RECORDS SUPPLIED:
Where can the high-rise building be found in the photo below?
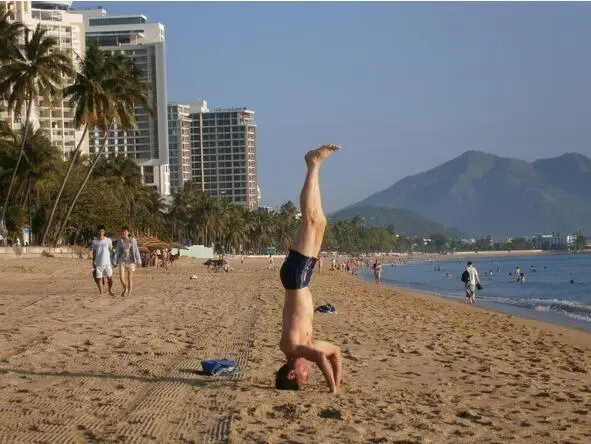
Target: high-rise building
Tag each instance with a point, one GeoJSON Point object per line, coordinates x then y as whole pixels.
{"type": "Point", "coordinates": [223, 153]}
{"type": "Point", "coordinates": [133, 37]}
{"type": "Point", "coordinates": [67, 28]}
{"type": "Point", "coordinates": [179, 142]}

THE PROBLEM: Among the lines above, find those with the word "rise" and list them.

OUTPUT FOR THIS EXERCISE:
Where can the high-rise building be found in the photo below?
Target: high-rise building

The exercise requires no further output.